INSTRUCTIONS FOR THE TASK: Will you transcribe the entries that follow, exactly and in full?

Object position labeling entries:
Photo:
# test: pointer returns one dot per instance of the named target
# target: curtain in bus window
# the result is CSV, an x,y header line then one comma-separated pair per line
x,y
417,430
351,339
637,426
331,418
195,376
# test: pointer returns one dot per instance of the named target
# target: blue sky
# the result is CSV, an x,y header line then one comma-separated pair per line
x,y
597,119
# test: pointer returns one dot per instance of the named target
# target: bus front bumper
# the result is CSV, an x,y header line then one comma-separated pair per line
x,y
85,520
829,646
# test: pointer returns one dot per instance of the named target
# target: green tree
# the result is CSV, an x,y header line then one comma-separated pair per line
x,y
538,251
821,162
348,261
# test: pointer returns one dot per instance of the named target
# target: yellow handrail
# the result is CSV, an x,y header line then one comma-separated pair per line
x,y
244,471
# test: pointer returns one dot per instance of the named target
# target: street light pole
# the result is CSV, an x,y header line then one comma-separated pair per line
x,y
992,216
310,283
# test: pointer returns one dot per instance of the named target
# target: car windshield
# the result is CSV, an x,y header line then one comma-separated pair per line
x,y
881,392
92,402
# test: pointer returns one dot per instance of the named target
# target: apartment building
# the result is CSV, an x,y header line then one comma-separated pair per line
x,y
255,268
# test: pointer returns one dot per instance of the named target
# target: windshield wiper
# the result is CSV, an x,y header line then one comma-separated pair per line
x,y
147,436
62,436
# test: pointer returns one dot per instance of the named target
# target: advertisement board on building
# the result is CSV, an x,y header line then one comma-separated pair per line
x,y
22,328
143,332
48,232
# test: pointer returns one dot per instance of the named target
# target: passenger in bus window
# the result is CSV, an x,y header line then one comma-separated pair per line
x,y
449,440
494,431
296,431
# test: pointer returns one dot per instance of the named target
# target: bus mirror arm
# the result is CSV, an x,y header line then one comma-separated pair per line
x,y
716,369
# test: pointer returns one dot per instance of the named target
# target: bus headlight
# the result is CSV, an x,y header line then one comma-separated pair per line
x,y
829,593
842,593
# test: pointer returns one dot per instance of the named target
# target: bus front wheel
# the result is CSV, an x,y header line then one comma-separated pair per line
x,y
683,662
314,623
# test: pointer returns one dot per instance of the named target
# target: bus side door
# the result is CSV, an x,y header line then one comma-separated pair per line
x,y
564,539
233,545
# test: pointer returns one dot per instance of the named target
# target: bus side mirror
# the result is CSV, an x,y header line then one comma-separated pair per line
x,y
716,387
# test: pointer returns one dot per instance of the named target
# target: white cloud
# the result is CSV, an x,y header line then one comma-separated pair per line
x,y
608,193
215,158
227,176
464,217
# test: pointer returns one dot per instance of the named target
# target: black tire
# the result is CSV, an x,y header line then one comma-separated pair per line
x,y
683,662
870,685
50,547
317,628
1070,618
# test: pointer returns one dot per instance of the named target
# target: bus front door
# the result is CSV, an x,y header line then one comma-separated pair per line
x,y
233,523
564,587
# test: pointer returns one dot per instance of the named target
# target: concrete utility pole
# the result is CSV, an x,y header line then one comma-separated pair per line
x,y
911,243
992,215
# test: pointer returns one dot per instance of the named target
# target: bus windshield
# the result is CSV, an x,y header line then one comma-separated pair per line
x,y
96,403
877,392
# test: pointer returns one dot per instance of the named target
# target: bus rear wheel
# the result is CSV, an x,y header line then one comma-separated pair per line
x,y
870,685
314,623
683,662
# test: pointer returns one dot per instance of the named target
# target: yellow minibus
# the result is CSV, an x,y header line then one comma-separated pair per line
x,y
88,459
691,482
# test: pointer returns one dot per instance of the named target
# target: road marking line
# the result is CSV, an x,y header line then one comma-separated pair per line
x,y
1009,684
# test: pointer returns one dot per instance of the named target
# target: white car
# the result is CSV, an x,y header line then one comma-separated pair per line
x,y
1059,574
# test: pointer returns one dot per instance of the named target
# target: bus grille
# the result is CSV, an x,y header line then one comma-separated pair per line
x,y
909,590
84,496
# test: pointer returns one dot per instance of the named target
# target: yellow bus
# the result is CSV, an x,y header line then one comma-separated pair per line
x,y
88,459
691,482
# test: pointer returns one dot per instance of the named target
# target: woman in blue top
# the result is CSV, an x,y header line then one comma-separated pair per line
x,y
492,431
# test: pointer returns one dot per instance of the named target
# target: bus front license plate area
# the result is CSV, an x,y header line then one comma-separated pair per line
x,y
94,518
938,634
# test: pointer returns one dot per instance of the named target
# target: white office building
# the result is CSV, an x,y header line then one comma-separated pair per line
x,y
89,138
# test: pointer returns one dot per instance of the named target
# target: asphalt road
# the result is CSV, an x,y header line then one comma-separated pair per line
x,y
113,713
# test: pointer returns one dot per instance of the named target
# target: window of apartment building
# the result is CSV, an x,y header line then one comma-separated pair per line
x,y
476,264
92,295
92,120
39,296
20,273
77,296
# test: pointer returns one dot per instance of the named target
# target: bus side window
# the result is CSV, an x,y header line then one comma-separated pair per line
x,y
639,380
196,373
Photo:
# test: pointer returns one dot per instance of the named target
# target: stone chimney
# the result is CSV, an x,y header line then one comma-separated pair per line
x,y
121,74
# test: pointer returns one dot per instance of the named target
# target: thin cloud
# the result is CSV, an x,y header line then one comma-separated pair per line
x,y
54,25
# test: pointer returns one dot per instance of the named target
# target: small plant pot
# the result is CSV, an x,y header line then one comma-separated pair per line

COMPLETE ANSWER:
Photo:
# test: pointer returns one dot per instance of the named target
# target: curtain in bus window
# the result is CSV, an x,y header line then one comma-separated pair per line
x,y
417,430
351,339
637,426
331,418
195,376
# test: pointer returns one dot per instance of the named target
# target: blue sky
# the result is CSV, an x,y header line then one comma-separated pair per line
x,y
597,119
# test: pointer returns one dot per instance of the named target
# target: bus front bumper
# the result is CSV, an x,y header line then one comma-separated pair per line
x,y
85,520
829,646
# test: pointer returns one dot per instance of the named target
# target: green tree
# the result is CSV, an x,y header line then one comma-separated pair per line
x,y
538,251
821,162
348,261
# test: pointer returns one dot per instance of the named target
# target: yellow handrail
# the result is CSV, an x,y header line then one comma-separated pair per line
x,y
244,471
# test: pointer returns one dot per instance of the named target
# target: street light pole
# the result is CSV, an x,y header line then one comma-separated pair per line
x,y
992,216
310,283
# test: pointer returns one dot per instance of the named target
# target: car windshield
# the result is CSV, an x,y header line then one comma-separated pair per line
x,y
881,392
92,402
# test: pointer returns one dot per instance of the named target
# target: apartment building
# the result is CSV, an x,y header line then one comma-separated pair per line
x,y
255,268
# test: pointer returns one dot per instance of the named target
# target: windshield wiper
# the result is CSV, an x,y header line then one comma-separated pair per line
x,y
147,436
62,436
# test: pointer returns one dot per instance of the named target
# target: advertisement board on building
# the result is CSV, an x,y header line then one comma-separated pair per line
x,y
22,328
143,332
48,232
# test: pointer returns one dot per instance of the named target
# target: passenger in bus window
# the result is CSV, an x,y header line then one comma-separated pair per line
x,y
449,440
494,431
296,431
# test: pointer returns one dot per instance of the named target
# target: bus mirror arm
# the result is CSV, an x,y header line then one comma-separated pair per line
x,y
716,369
# test: pointer returns one dot per instance of the named target
# target: bus headlight
# the result is CSV, an x,y header line then one comma-separated pair per line
x,y
829,593
842,593
# test: pointer returns one dot per instance of the named target
# target: bus front wheel
# the result is CSV, an x,y header line then one comma-separated pair per line
x,y
683,662
314,623
# test: pointer returns one dot per instance of the named target
# target: bus side door
# the result is CSV, an x,y header line then one comma-separated pair per line
x,y
564,539
233,545
# test: pointer returns one dot per instance of the named target
# target: bus side mirror
# the result is CSV, an x,y header line then one comma-separated pair per line
x,y
716,387
# test: pointer returns one dot per instance of the named target
# target: white cloud
# the result is CSV, an x,y header line then one comma-separated pair per line
x,y
608,193
215,158
227,176
464,217
# test: pointer returns one dot per instance of the named target
# target: black tire
# the result is CSV, an x,y header line then one comma-separated pair per line
x,y
683,662
870,685
50,547
317,628
1070,618
# test: pointer returns one dot per instance of the named target
# target: bus front door
# the result is CSV, an x,y header line then one comma-separated pair per line
x,y
233,523
564,587
# test: pointer returns one dot per instance of the named target
# target: concrete utility pole
# the result is CSV, an x,y header line then one comma-separated pair per line
x,y
911,243
992,215
# test: pointer returns one dot per instance of the named target
# target: bus windshield
# the result is CSV, an x,y header line then one comma-separated pair per line
x,y
96,403
877,392
# test: pointer returns one dot per instance of the named target
# target: bus rear wheel
# the result is CSV, an x,y header line then one comma-separated pair per line
x,y
870,685
314,623
683,662
# test: pointer returns one dot per instance of the named target
# target: yellow minibus
# the result is CSV, an x,y header line then one comma-separated pair per line
x,y
88,459
691,482
# test: pointer returns one dot per instance of the named target
# target: road marking line
# the result is CSV, an x,y header line then one comma-separated pair per line
x,y
1009,684
# test: pointer returns one dot per instance of the named target
# target: white car
# the result is CSV, an x,y header line then one comma-separated pair per line
x,y
1059,574
# test: pointer returns one dot per instance of the named target
# target: bus grille
# the result is CSV, an x,y header line then one comma-separated pair per line
x,y
909,590
84,496
# test: pointer returns one dot per instance of the named target
# target: yellow bus
# the result is CSV, an x,y header line then one comma-separated pair per line
x,y
88,459
691,482
# test: pointer returns one dot per instance of the named target
# target: woman in blue top
# the result is CSV, an x,y header line then one comma-separated pair per line
x,y
492,431
# test: pointer returns one dot per instance of the named target
# target: bus front license plate area
# the result is CSV, an x,y header line then one comma-separated pair per line
x,y
94,518
938,634
# test: pointer returns one dot per instance of the named target
# target: white office building
# the result is CSV, an x,y header line then one comma-separated pair per line
x,y
89,138
# test: pointer returns one dot per instance of the named target
# target: asphalt road
# the result is CSV, an x,y header line then one comma-separated pair per line
x,y
113,713
# test: pointer returns one dot per instance of the named target
# target: window of apartment building
# the result is CSV, an x,y header line then one comma-separated pair per line
x,y
476,264
92,295
92,120
39,296
20,273
77,296
# test: pointer returns one dot per instance of the named target
# target: bus side window
# the result is CSV, an x,y header line then one comma-separated pair per line
x,y
639,380
196,373
Photo:
# test: pointer returns one dot per instance of the named target
# target: stone chimney
# the result is CSV, an x,y header line then one comma-separated pair per line
x,y
121,74
# test: pointer returns one dot per instance of the named target
# target: thin cloud
# the result is CSV, an x,y header line then one comma-separated pair per line
x,y
54,25
# test: pointer returns one dot per instance of the named target
# target: small plant pot
# the result is CSV, an x,y header line then one comma-separated pair per line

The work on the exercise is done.